*Set task:* Include the line containing "of the foot." and every line after it up to the end of the material below; reproduce them exactly and drop the pictures.

*Material to process:*
....

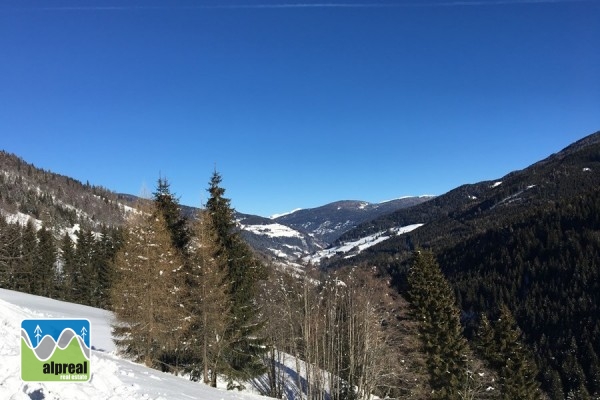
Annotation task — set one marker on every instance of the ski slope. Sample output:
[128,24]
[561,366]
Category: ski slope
[112,376]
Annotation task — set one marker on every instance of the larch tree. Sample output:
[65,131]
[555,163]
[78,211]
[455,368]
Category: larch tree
[208,301]
[146,294]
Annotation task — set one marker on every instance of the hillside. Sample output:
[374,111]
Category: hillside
[57,201]
[530,240]
[112,376]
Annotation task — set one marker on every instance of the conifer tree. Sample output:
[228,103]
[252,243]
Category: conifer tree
[244,272]
[68,268]
[44,277]
[26,265]
[208,302]
[434,307]
[11,255]
[518,374]
[169,206]
[500,345]
[146,294]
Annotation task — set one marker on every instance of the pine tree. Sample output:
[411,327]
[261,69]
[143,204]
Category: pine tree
[24,281]
[84,280]
[68,273]
[208,302]
[517,375]
[146,294]
[169,207]
[44,273]
[501,346]
[434,307]
[244,272]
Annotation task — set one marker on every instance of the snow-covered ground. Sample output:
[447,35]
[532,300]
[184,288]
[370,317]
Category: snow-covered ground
[352,248]
[272,230]
[112,376]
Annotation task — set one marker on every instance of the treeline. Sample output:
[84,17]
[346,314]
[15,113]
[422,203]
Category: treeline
[58,201]
[545,268]
[190,297]
[75,269]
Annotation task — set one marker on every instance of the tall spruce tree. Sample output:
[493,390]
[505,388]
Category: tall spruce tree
[500,345]
[434,307]
[169,207]
[44,277]
[208,302]
[244,272]
[68,268]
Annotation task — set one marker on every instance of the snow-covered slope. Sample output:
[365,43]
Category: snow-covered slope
[352,248]
[112,377]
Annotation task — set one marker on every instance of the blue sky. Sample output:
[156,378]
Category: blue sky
[297,104]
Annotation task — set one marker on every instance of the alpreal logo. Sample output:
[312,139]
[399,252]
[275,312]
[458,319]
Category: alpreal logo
[55,349]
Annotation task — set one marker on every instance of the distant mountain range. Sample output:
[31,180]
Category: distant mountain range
[529,239]
[65,204]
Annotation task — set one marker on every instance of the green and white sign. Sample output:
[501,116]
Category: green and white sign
[55,350]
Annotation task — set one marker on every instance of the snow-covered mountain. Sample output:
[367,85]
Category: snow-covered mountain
[327,223]
[113,378]
[292,236]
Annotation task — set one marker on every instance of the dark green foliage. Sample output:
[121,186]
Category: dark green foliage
[69,269]
[546,269]
[169,207]
[244,272]
[45,274]
[435,309]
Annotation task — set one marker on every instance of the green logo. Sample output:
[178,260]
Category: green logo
[55,350]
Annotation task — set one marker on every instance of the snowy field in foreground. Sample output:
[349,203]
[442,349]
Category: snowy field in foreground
[112,377]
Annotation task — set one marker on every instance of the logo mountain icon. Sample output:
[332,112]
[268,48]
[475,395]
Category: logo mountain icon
[59,352]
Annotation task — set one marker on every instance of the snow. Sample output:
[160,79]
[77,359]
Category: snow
[274,216]
[112,377]
[22,219]
[272,230]
[356,246]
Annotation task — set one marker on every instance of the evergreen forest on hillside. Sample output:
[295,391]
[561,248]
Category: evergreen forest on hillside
[492,299]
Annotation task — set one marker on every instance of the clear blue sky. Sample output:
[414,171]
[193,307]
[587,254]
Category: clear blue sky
[296,103]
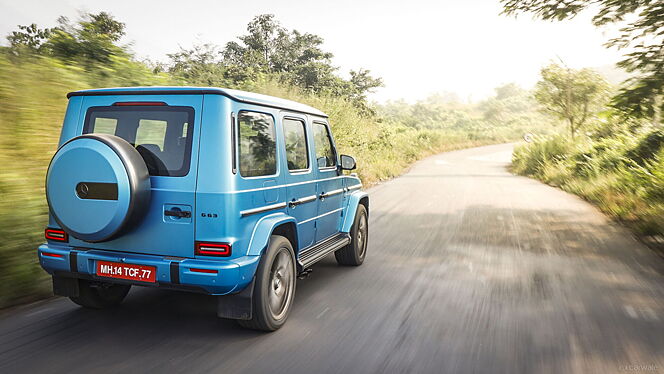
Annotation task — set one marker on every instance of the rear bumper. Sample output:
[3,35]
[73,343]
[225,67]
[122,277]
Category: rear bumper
[232,275]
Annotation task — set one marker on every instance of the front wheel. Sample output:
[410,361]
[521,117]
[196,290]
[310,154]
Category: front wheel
[354,253]
[274,287]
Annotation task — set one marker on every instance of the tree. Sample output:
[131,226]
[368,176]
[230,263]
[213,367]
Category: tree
[294,57]
[571,95]
[643,34]
[92,39]
[199,65]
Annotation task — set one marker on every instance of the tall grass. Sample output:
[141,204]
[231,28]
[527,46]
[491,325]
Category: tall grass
[621,172]
[33,101]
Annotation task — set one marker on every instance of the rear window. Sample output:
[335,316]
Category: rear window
[162,135]
[257,147]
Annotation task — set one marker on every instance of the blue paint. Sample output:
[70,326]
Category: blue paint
[211,191]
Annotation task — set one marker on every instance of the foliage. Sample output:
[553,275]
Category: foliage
[571,95]
[642,32]
[623,174]
[36,74]
[506,116]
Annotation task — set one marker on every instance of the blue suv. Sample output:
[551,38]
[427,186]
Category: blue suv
[210,190]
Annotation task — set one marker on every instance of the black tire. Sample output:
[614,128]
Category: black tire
[354,253]
[99,295]
[274,287]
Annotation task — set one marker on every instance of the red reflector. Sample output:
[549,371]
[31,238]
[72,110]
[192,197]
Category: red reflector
[207,271]
[56,235]
[213,249]
[139,103]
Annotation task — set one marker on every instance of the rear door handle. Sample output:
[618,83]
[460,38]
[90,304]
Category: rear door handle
[295,202]
[177,213]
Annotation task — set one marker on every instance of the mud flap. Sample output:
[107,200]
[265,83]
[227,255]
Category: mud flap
[237,306]
[67,287]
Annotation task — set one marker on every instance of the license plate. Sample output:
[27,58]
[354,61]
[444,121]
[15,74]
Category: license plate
[117,270]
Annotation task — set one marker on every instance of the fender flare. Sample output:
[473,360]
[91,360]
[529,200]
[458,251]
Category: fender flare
[353,201]
[263,230]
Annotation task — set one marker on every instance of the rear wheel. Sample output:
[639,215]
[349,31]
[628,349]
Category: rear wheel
[354,253]
[99,295]
[274,287]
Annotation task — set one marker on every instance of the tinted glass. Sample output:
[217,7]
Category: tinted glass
[162,135]
[257,148]
[323,143]
[295,139]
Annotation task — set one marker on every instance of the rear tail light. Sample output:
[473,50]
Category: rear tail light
[213,249]
[206,271]
[56,235]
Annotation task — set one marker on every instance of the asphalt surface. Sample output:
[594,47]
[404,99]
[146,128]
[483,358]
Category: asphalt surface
[470,269]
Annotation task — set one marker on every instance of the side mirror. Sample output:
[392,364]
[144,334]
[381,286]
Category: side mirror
[347,163]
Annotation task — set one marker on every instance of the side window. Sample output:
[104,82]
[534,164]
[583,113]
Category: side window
[105,125]
[295,139]
[151,132]
[257,148]
[323,143]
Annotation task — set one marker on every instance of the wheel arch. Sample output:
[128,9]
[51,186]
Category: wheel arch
[273,224]
[355,199]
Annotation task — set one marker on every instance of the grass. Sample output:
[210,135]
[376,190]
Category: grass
[32,92]
[622,173]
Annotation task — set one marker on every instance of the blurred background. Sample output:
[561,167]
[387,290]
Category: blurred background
[399,83]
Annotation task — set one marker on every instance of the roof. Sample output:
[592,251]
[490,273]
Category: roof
[237,95]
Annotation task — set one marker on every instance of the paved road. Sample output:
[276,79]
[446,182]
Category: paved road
[470,269]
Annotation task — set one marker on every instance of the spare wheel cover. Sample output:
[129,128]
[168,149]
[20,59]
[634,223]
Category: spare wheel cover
[97,186]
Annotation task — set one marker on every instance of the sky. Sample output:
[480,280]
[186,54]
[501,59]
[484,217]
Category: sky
[418,47]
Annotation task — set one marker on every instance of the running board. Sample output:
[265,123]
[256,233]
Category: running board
[314,254]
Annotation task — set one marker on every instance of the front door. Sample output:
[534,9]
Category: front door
[330,185]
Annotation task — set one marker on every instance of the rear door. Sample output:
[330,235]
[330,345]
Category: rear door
[165,131]
[300,178]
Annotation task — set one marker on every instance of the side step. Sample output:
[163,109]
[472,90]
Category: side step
[312,255]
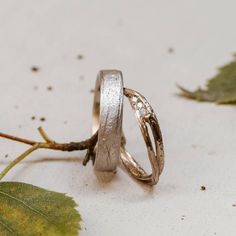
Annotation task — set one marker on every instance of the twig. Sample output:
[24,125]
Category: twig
[88,144]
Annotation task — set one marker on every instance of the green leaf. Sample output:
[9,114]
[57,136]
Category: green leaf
[220,89]
[26,210]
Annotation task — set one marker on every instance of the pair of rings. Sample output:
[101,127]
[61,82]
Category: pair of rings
[107,119]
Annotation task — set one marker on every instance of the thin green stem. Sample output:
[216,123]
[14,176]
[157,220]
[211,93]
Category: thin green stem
[18,159]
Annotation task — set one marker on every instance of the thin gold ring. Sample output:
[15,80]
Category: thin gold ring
[146,118]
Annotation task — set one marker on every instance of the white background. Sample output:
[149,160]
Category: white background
[133,36]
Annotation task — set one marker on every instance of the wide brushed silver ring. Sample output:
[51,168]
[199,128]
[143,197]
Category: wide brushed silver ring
[107,119]
[146,119]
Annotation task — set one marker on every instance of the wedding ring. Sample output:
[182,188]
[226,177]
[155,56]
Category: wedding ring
[147,122]
[107,119]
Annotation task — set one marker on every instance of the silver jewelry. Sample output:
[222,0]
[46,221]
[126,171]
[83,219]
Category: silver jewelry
[107,119]
[146,117]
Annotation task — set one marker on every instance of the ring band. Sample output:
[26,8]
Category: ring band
[146,118]
[107,119]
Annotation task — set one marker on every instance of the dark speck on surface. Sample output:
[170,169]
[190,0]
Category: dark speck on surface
[49,88]
[42,119]
[80,57]
[203,188]
[34,69]
[171,50]
[81,77]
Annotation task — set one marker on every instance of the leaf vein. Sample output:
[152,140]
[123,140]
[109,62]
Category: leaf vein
[28,206]
[6,226]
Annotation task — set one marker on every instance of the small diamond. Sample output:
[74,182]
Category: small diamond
[139,105]
[142,112]
[134,99]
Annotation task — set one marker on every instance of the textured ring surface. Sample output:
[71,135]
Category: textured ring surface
[146,119]
[107,117]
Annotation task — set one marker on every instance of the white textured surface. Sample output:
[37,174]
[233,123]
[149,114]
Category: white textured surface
[133,36]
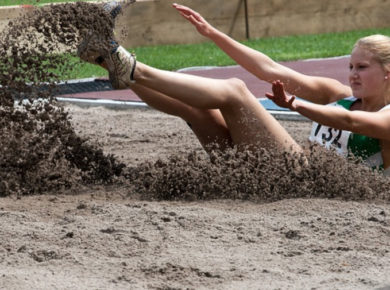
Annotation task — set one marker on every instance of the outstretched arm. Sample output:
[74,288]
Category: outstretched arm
[372,124]
[315,89]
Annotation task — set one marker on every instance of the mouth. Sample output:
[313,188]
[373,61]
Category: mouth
[355,84]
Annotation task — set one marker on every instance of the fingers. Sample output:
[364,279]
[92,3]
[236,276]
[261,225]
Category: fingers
[278,88]
[184,10]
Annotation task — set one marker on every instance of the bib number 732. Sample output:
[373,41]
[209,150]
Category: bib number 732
[329,135]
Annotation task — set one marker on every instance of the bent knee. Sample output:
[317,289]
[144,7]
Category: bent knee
[238,91]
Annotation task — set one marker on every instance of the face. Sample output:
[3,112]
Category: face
[367,76]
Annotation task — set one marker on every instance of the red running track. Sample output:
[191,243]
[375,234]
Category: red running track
[336,68]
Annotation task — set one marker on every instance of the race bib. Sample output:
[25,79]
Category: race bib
[330,138]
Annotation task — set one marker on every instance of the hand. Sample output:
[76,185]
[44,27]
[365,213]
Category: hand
[280,98]
[203,27]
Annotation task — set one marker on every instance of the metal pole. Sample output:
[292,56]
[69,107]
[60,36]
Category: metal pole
[246,19]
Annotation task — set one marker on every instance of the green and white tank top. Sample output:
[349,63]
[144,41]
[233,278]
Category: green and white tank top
[346,142]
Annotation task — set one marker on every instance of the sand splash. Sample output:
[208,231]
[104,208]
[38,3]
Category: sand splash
[41,153]
[39,149]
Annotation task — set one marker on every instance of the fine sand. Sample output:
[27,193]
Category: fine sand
[109,238]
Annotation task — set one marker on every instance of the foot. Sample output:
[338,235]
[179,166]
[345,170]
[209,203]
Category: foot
[113,7]
[90,48]
[121,66]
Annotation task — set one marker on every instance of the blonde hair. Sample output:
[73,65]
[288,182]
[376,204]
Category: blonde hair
[379,45]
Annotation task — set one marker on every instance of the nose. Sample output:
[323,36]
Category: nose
[353,74]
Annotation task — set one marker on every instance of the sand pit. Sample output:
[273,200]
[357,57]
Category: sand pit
[105,237]
[94,198]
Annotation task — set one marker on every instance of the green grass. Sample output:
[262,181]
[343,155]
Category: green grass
[173,57]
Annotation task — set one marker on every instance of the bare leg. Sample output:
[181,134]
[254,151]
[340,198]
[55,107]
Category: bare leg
[208,125]
[246,119]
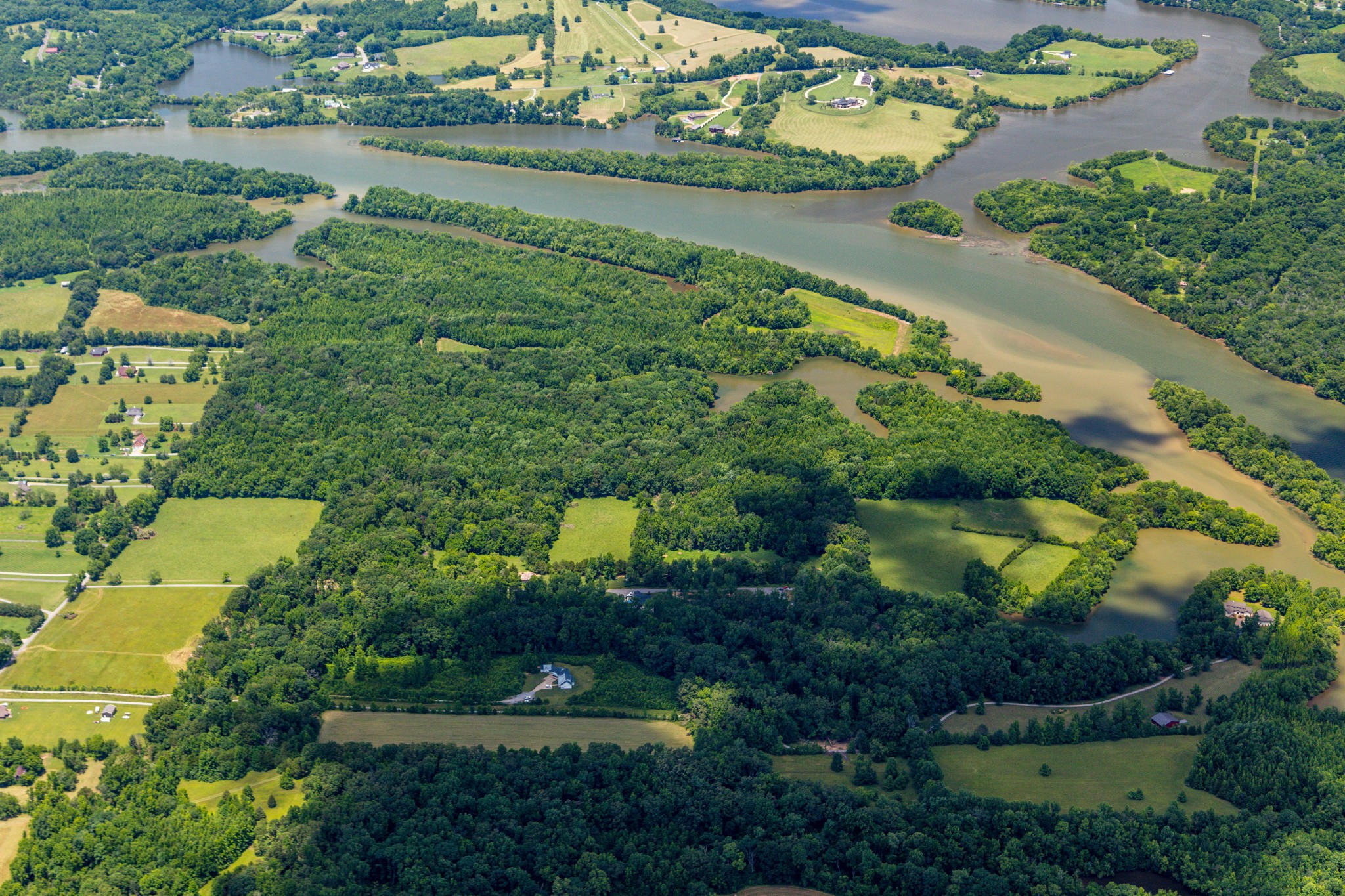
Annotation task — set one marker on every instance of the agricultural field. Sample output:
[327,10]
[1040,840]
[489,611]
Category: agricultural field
[202,539]
[1180,181]
[916,548]
[870,328]
[1083,775]
[128,312]
[131,640]
[1320,72]
[595,527]
[490,731]
[34,307]
[264,784]
[45,720]
[1222,680]
[871,132]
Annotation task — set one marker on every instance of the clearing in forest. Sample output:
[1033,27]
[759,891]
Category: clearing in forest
[1083,775]
[202,539]
[595,527]
[490,731]
[131,640]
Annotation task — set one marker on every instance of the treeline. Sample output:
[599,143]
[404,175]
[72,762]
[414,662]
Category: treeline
[1211,426]
[1262,276]
[142,171]
[771,174]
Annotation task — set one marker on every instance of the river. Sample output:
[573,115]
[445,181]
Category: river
[1094,351]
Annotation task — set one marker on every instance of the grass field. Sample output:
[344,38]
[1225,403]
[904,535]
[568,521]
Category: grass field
[871,132]
[34,307]
[129,312]
[264,784]
[46,723]
[132,640]
[202,539]
[1320,72]
[595,527]
[490,731]
[872,330]
[1222,680]
[1151,171]
[433,58]
[916,548]
[1016,516]
[1040,565]
[1083,775]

....

*Complete output:*
Annotation task — set one marker on every instance of the foot. Sample output:
[338,235]
[179,166]
[345,170]
[209,203]
Category: foot
[113,7]
[90,48]
[121,66]
Annotation task — set one marker on every instance of the blonde hair. Sample output:
[73,65]
[288,182]
[376,204]
Category: blonde hair
[379,45]
Annotation task — set one marker on every instance of the nose. Sample output:
[323,36]
Category: nose
[353,74]
Annotation task — set one marker on every instance of the sand pit. Sample output:
[273,200]
[357,57]
Category: sand pit
[105,237]
[94,198]
Annotation task — set one marker on every instance of the green grass. Sample output:
[262,181]
[343,155]
Category: green grass
[173,57]
Annotation task — set one marker on every instance of the bare leg. Sample output:
[181,134]
[254,151]
[340,198]
[55,107]
Category: bare leg
[208,125]
[246,119]
Annotation task — set one marker on every instance of the agricultural field. Sample output:
[327,10]
[1040,840]
[489,611]
Category: agricultural field
[202,539]
[1180,181]
[916,548]
[870,328]
[1083,775]
[128,312]
[131,640]
[1320,72]
[595,527]
[490,731]
[34,307]
[264,784]
[45,720]
[1222,680]
[871,132]
Annotation task — set one marker on every instance of the clearing in forest. Sample output:
[1033,27]
[759,891]
Category: clearing in forest
[1083,775]
[202,539]
[595,527]
[490,731]
[131,640]
Annotation task — set one marker on every instance of the treeline. Sample output:
[599,143]
[404,175]
[72,762]
[414,662]
Category: treeline
[1211,426]
[1262,276]
[142,171]
[771,174]
Annotation task — set one marker on every instance of the river. Sample output:
[573,115]
[445,181]
Category: river
[1094,351]
Annotation task — set one marker on every instance of the grass field. Sample output:
[344,38]
[1225,403]
[904,535]
[568,521]
Category: grass field
[871,132]
[34,307]
[129,312]
[264,784]
[46,723]
[132,640]
[202,539]
[1320,72]
[595,527]
[490,731]
[872,330]
[1222,680]
[1151,171]
[433,58]
[916,548]
[1016,516]
[1040,565]
[1083,775]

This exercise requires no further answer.